● **Selected excerpt**

= DNA–DNA hybridization =

Technique used to measure similarity in DNA sequences

In genomics, DNA–DNA hybridization is a molecular biology technique that measures the degree of genetic similarity between DNA sequences. It is used to determine the genetic distance between two organisms and has been used extensively in phylogeny and taxonomy.

== Method ==
The DNA of one organism is labelled, then mixed with the unlabelled DNA to be compared against. The mixture is incubated to allow DNA strands to dissociate and then cooled to form renewed hybrid double-stranded DNA. Hybridized sequences with a high degree of similarity will bind more firmly, and require more energy to separate them. An example is they separate when heated at a higher temperature than dissimilar sequences, a process known as "DNA melting".

To assess the melting profile of the hybridized DNA, the double-stranded DNA is bound to a column or filter and the mixture is heated in small steps. At each step, the column or filter is washed; then sequences that melt become single-stranded and wash off. The temperatures at which labelled DNA comes off reflects the amount of similarity between sequences (and the self-hybridization sample serves as a control). These results are combined to determine the degree of genetic similarity between organisms.

A method was introduced to hybridize a large number of DNA samples against numerous DNA probes on a single membrane. The samples would need to be separated into individual lanes within the membrane, which would then be rotated to allow simultaneous hybridization with multiple DNA probes.

==Uses==

When several species are compared, similarity values allow organisms to be arranged in a distance matrix, which can produce a phylogenetic tree. It is therefore, one possible approach to carrying out molecular systematics.

===In microbiology===
DNA–DNA hybridization (DDH) is used as a primary method to distinguish bacterial species as it is difficult to visually classify them accurately. This technique is not widely used on larger organisms where differences in species are easier to identify. In the late 1900s, strains were considered to belong to the same species if they had a DNA–DNA similarity value greater than 70% and their melting temperatures were within 5 °C of each other. In 2014, a threshold of 79% similarity has been suggested to separate bacterial subspecies.

DDH is a common technique for bacteria, but it is labor intensive, error-prone, and technically challenging. In 2004, a new DDH technique was described. This technique utilized microplates and colorimetrically labelled DNA to decrease the time needed and increase the amount of samples that can be processed. This new DDH technique became the standard for bacterial taxonomy.

===In zoology===
Charles Sibley and Jon Ahlquist, pioneers of the technique, used DNA–DNA hybridization to examine the phylogenetic relationships of avians (the Sibley–Ahlquist taxonomy) and primates.

=== In radioactivity ===
In 1969, one such method was performed by Mary Lou Pardue and Joseph G. Gall at the Yale University through radioactivity where it involved the hybridization of a radioactive test DNA in solution to the stationary DNA of a cytological preparation, which is identified as autoradiography.

● **Given entries**
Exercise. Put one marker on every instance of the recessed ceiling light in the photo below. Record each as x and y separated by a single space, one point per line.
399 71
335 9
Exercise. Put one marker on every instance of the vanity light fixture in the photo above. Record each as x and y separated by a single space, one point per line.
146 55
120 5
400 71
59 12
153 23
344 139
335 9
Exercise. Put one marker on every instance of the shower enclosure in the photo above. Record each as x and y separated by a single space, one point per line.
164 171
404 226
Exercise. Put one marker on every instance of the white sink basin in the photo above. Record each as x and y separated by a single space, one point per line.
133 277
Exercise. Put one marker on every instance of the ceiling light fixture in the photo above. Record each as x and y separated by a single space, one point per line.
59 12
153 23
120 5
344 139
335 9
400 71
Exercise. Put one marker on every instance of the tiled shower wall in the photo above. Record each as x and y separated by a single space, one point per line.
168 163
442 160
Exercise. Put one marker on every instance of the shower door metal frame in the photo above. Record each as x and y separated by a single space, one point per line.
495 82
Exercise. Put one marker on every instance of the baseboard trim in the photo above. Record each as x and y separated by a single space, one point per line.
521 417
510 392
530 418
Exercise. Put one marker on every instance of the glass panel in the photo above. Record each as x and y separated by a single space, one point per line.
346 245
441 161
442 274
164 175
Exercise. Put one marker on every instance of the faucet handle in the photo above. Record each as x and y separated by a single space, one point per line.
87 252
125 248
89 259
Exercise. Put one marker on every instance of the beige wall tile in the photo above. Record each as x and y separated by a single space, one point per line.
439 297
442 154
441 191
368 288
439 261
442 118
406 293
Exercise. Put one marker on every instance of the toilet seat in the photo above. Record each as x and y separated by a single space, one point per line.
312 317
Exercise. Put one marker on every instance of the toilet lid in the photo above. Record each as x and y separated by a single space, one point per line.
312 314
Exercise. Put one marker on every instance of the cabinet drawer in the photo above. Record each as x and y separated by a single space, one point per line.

● **Tasks to complete**
a: In the DNA–DNA hybridization article, rewrite the passage starting with "DDH is a common" and going on through "identified as autoradiography.", putting "microtiter plates" in place of "microplates".
b: According to the DNA–DNA hybridization article, what similarity threshold was suggested in 2014 for separating bacterial subspecies?

● **Results in order**
a:
DDH is a common technique for bacteria, but it is labor intensive, error-prone, and technically challenging. In 2004, a new DDH technique was described. This technique utilized microtiter plates and colorimetrically labelled DNA to decrease the time needed and increase the amount of samples that can be processed. This new DDH technique became the standard for bacterial taxonomy.

===In zoology===
Charles Sibley and Jon Ahlquist, pioneers of the technique, used DNA–DNA hybridization to examine the phylogenetic relationships of avians (the Sibley–Ahlquist taxonomy) and primates.

=== In radioactivity ===
In 1969, one such method was performed by Mary Lou Pardue and Joseph G. Gall at the Yale University through radioactivity where it involved the hybridization of a radioactive test DNA in solution to the stationary DNA of a cytological preparation, which is identified as autoradiography.

b: 79% similarity